Aim of the task: Give all of the records again precisely, excluding whatever pictures they contain.

Stored data entries
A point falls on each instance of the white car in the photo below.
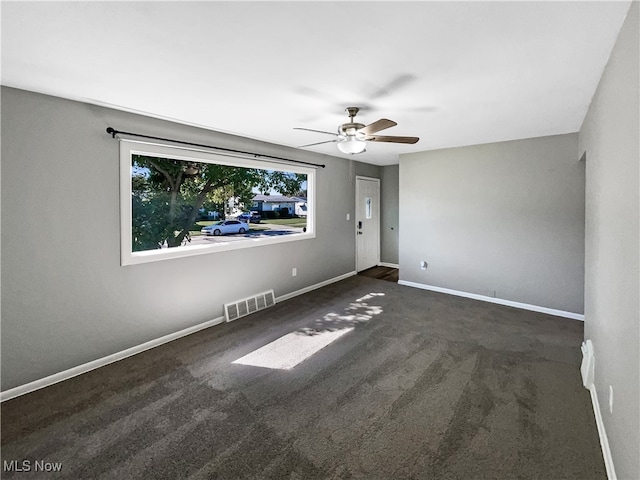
(224, 227)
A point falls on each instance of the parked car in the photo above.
(250, 217)
(225, 227)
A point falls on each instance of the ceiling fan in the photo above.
(352, 137)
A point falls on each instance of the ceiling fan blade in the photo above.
(377, 126)
(391, 139)
(317, 143)
(317, 131)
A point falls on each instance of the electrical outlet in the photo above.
(610, 399)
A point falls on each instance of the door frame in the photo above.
(376, 213)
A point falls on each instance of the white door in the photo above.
(367, 222)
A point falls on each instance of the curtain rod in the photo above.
(113, 132)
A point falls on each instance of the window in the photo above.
(179, 201)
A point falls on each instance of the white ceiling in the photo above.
(452, 73)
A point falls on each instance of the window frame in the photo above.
(129, 147)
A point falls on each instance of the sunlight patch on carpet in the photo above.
(288, 351)
(292, 349)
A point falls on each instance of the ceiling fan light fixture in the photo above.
(352, 145)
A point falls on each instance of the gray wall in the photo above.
(609, 136)
(390, 211)
(503, 217)
(65, 298)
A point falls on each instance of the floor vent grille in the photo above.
(245, 306)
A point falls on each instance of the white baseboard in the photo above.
(390, 265)
(500, 301)
(604, 440)
(310, 288)
(101, 362)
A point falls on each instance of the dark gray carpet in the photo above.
(426, 386)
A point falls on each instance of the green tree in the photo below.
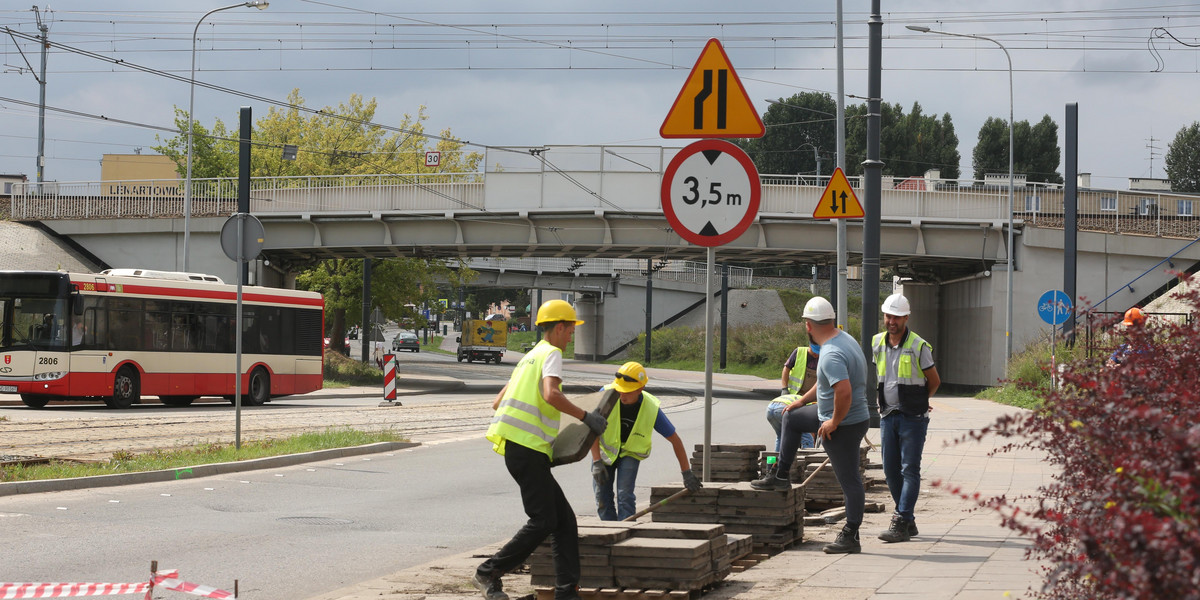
(1183, 160)
(395, 282)
(214, 153)
(1037, 154)
(795, 126)
(910, 144)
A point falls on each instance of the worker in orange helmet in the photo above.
(1133, 318)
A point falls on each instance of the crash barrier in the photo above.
(166, 580)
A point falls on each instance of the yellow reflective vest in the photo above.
(639, 442)
(796, 383)
(911, 385)
(523, 415)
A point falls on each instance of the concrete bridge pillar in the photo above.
(589, 335)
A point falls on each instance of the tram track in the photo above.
(96, 435)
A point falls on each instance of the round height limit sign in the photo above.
(711, 192)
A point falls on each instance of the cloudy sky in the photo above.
(591, 72)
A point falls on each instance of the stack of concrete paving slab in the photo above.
(646, 556)
(729, 462)
(595, 557)
(775, 519)
(823, 491)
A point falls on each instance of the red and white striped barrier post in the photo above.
(163, 580)
(389, 378)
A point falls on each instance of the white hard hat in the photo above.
(819, 309)
(897, 305)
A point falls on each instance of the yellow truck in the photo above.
(484, 340)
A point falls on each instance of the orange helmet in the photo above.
(1135, 317)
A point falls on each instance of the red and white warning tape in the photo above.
(161, 580)
(165, 580)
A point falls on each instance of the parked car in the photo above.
(406, 341)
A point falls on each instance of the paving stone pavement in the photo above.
(960, 555)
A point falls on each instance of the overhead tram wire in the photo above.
(239, 93)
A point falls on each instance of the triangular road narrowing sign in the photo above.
(839, 199)
(713, 103)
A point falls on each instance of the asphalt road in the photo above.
(304, 531)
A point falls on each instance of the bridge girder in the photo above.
(958, 249)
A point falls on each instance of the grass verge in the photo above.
(204, 454)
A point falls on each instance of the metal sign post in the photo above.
(1055, 309)
(711, 195)
(241, 239)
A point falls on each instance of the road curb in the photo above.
(201, 471)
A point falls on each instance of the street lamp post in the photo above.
(191, 120)
(1008, 311)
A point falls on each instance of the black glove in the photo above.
(595, 421)
(599, 473)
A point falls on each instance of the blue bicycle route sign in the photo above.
(1054, 307)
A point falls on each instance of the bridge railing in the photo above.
(630, 183)
(163, 198)
(688, 271)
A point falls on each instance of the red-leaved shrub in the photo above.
(1121, 519)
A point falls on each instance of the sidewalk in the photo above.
(960, 555)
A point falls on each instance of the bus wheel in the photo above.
(35, 400)
(126, 389)
(178, 401)
(259, 389)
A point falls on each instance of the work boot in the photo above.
(845, 544)
(897, 532)
(769, 469)
(492, 588)
(771, 481)
(569, 594)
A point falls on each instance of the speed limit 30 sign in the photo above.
(711, 192)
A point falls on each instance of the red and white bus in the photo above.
(124, 334)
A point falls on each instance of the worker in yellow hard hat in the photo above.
(523, 430)
(1134, 318)
(625, 443)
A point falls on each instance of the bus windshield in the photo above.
(33, 323)
(33, 310)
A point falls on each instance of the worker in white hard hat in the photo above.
(907, 378)
(523, 430)
(625, 443)
(839, 418)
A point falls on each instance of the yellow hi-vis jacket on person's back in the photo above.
(523, 415)
(796, 383)
(639, 442)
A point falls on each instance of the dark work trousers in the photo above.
(841, 448)
(550, 514)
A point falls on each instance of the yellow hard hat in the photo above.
(1134, 317)
(630, 377)
(552, 311)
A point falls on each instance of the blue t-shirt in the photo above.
(841, 358)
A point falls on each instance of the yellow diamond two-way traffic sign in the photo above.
(839, 199)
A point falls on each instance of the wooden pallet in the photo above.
(750, 559)
(624, 594)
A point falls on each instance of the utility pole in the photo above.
(41, 107)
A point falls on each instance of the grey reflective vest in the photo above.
(912, 387)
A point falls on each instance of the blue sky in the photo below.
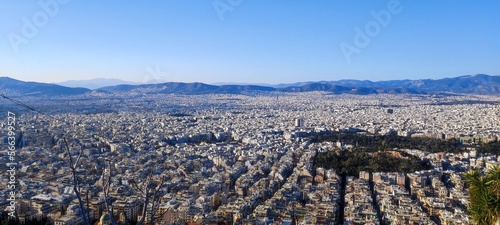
(248, 41)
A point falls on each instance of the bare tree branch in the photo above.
(73, 166)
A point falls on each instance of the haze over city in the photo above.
(247, 41)
(236, 112)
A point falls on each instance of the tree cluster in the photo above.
(373, 143)
(352, 162)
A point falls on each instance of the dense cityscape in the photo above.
(239, 159)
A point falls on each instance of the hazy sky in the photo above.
(249, 41)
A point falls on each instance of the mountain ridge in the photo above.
(466, 84)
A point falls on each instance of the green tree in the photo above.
(484, 192)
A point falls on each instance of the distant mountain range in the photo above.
(469, 84)
(11, 86)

Finished task:
A point falls on each instance of the white car in the photo below.
(224, 227)
A point falls on each instance of the parked car in the photo above.
(250, 217)
(225, 227)
A point falls on each instance of the ceiling fan in the photo above.
(352, 137)
A point falls on each instance of the ceiling fan blade in the photo above.
(377, 126)
(391, 139)
(317, 143)
(317, 131)
A point falls on each instance of the electrical outlet in the photo above.
(610, 399)
A point falls on each instance of the door frame in the photo above.
(376, 213)
A point falls on each instance of the white door in the photo above.
(367, 222)
A point falls on each instance of the curtain rod in the photo above.
(113, 132)
A point falls on each instance of the window in the photo above.
(179, 201)
A point falls on each instance of the white ceiling in the photo above.
(452, 73)
A point falls on each instance of the window frame in the photo above.
(129, 147)
A point falls on each instance of the sunlight patch on carpet in the photo above.
(288, 351)
(292, 349)
A point falls on each instance of the ceiling fan light fixture in the photo above.
(352, 145)
A point falls on each instance of the gray wall in the photo above.
(609, 136)
(390, 211)
(503, 217)
(65, 298)
A point falls on each instance of the floor vent grille in the photo above.
(245, 306)
A point falls on each instance of the white baseboard in the photo above.
(390, 265)
(500, 301)
(604, 440)
(310, 288)
(101, 362)
A point falls on each instance of the dark gray carpet in the photo above.
(426, 386)
A point falls on each instance of the green tree in the photo below.
(1183, 160)
(395, 282)
(214, 153)
(1037, 154)
(795, 126)
(910, 144)
A point falls on each instance of the worker in orange helmet in the photo above.
(1133, 318)
A point falls on each instance of the crash barrier in the photo above.
(166, 580)
A point falls on each instance of the yellow reflective vest in the photo above.
(639, 442)
(796, 383)
(911, 385)
(523, 415)
A point falls on each instance of the concrete bridge pillar in the photo above.
(589, 335)
A point falls on each instance of the tram track in the photo above.
(96, 435)
A point falls on each instance of the round height limit sign in the photo above.
(711, 192)
A point falls on each instance of the cloudy sky in the photo above.
(591, 72)
A point falls on each instance of the stack of concrete paving slab in the photo above.
(646, 556)
(729, 462)
(595, 557)
(775, 519)
(823, 491)
A point falls on each instance of the red and white striped barrier post in the photo above.
(163, 580)
(389, 378)
A point falls on each instance of the white hard hat in the photo above.
(819, 309)
(897, 305)
A point falls on each instance of the yellow truck in the photo above.
(484, 340)
A point falls on each instance of the orange helmet in the photo above.
(1135, 317)
A point falls on each instance of the red and white warning tape in the photo above.
(161, 580)
(165, 580)
A point falls on each instance of the parked car in the photo above.
(406, 341)
A point falls on each instance of the paving stone pavement in the photo above.
(960, 555)
A point falls on each instance of the overhead tram wire in the photo above.
(239, 93)
A point falls on each instance of the triangular road narrowing sign in the photo above.
(839, 199)
(713, 103)
A point falls on each instance of the asphalt road in the photo above.
(304, 531)
A point falls on each instance of the bridge girder in the photo above.
(958, 249)
A point falls on each instance of the grass verge in the photo above.
(204, 454)
A point falls on each instance of the metal sign post in the photo above.
(1055, 309)
(711, 195)
(241, 239)
A point falls on each instance of the road curb in the photo above.
(201, 471)
A point falls on each instance of the street lamp post in the photo above.
(191, 120)
(1008, 311)
A point falls on each instance of the black glove in the photo above.
(595, 421)
(599, 473)
A point falls on each instance of the blue bicycle route sign in the photo above.
(1054, 307)
A point falls on each instance of the bridge railing in the photo above.
(630, 183)
(163, 198)
(688, 271)
A point falls on each instance of the red-leaved shrub in the photo above.
(1121, 519)
A point falls on each instance of the sidewalk in the photo above.
(960, 555)
A point falls on each instance of the bus wheel in the photo above.
(35, 400)
(126, 389)
(178, 401)
(259, 389)
A point falls on each instance of the work boot in the photo above.
(845, 544)
(897, 532)
(769, 469)
(492, 588)
(771, 481)
(569, 594)
A point falls on each instance of the speed limit 30 sign in the photo above.
(711, 192)
A point falls on each instance of the red and white bus in the photo above.
(124, 334)
A point falls on each instance of the worker in yellow hard hat in the photo above.
(523, 430)
(1134, 318)
(625, 443)
A point falls on each instance of the bus windshield in the photo above.
(33, 323)
(33, 310)
A point falls on each instance of the worker in white hard hat in the photo above.
(907, 378)
(523, 430)
(625, 443)
(839, 418)
A point falls on each instance of the yellow hi-vis jacket on person's back in the photo above.
(523, 415)
(796, 383)
(639, 442)
A point falls on each instance of the dark work trousers in the photo above.
(841, 448)
(550, 514)
A point falls on each instance of the yellow hard hat in the photo above.
(1134, 317)
(630, 377)
(552, 311)
A point falls on each instance of the blue t-shirt in the photo above.
(841, 358)
A point falls on each instance of the yellow diamond two-way traffic sign in the photo above.
(839, 199)
A point falls on each instance of the wooden pallet in the photo above.
(750, 559)
(624, 594)
A point falls on each instance of the utility pole in the photo above.
(41, 107)
A point falls on each instance of the grey reflective vest in the photo above.
(912, 387)
A point falls on each instance of the blue sky in the photo below.
(248, 41)
A point falls on each instance of the bare tree branch in the photo above.
(73, 166)
A point falls on each instance of the haze over city in the photo above.
(247, 41)
(236, 112)
A point falls on each instance of the tree cluster in the photo above.
(373, 143)
(352, 162)
A point falls on each instance of the dense cityscape in the photo above.
(239, 159)
A point falls on each instance of the hazy sky in the photo above.
(249, 41)
A point falls on each instance of the mountain ridge in the photo above.
(466, 84)
A point falls on each instance of the green tree in the photo above.
(484, 192)
A point falls on each instance of the distant mountain range in the photo above.
(469, 84)
(11, 86)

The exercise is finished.